- _Extracted material_:
━━━━━━━━━━

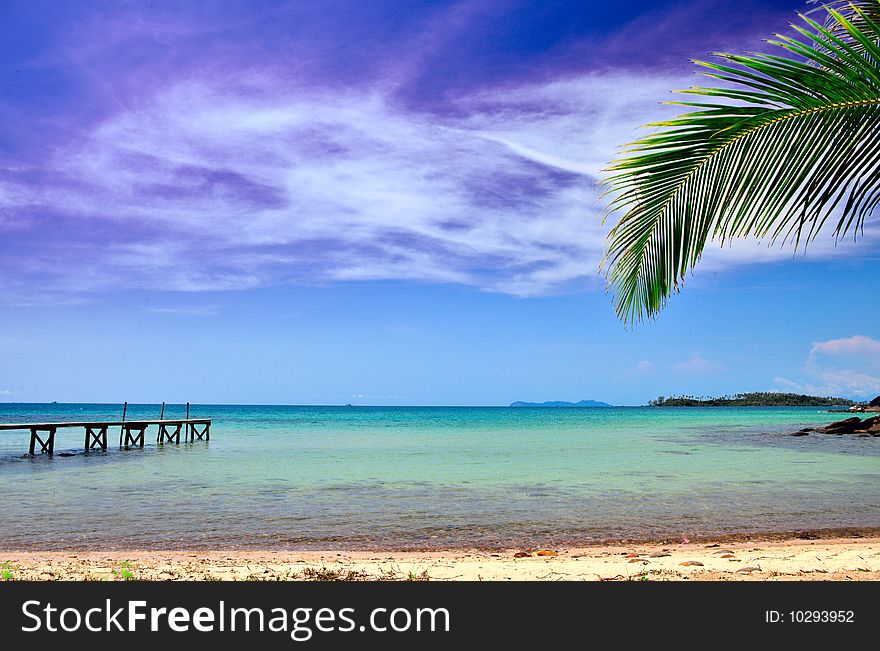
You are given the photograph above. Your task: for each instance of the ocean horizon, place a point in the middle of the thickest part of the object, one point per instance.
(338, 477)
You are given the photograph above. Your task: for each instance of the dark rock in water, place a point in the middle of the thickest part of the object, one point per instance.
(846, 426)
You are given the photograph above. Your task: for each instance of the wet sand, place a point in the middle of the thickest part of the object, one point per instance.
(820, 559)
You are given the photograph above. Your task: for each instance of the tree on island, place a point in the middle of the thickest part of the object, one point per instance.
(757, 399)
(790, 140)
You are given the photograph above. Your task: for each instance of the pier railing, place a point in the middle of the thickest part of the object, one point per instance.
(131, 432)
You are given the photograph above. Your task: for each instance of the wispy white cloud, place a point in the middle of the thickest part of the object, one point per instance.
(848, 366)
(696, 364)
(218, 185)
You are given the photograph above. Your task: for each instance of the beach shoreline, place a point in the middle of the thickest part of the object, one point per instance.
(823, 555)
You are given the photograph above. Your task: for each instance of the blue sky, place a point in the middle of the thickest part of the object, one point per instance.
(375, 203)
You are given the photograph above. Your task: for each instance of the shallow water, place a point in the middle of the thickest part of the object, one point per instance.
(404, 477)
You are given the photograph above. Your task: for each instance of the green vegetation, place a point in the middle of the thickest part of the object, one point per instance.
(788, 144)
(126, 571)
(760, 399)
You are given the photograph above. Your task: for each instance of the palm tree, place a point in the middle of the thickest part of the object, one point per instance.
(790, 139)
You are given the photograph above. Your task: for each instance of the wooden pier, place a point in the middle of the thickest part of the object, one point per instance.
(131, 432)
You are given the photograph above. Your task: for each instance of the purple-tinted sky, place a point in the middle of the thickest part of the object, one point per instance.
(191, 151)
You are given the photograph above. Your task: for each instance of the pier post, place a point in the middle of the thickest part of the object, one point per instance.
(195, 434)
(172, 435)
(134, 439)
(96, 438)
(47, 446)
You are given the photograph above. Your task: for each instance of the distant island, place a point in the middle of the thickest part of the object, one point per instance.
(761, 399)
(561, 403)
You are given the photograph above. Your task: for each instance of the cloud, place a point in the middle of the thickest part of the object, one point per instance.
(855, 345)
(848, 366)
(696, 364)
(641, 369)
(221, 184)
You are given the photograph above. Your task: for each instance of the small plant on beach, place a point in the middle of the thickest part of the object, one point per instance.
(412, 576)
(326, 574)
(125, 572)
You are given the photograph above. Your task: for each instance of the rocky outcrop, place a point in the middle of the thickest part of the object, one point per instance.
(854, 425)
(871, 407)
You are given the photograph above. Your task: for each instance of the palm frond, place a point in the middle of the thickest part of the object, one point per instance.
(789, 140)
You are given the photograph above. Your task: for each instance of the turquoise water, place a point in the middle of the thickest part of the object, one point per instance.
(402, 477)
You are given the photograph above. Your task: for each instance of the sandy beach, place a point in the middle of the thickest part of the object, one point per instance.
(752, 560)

━━━━━━━━━━

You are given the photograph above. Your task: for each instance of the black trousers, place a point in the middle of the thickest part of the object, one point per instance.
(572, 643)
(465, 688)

━━━━━━━━━━

- _Task to complete_:
Identify every line in the listing that contains the string "beach", and copy each of those lines.

- _Answer to the exercise_:
You are given the photograph above. Your task: for each instance of the beach shoreline, place a point in the middle of the thickest part of the object, one point per instance.
You are given the photograph above. Your task: for each instance of the small plant on beach, place a point in the middle of the thickest part of the object, one point per instance.
You are given the photograph above. Your task: for each instance of the sandy beach, place a point in the middle of the thickest part of the object, one point per instance.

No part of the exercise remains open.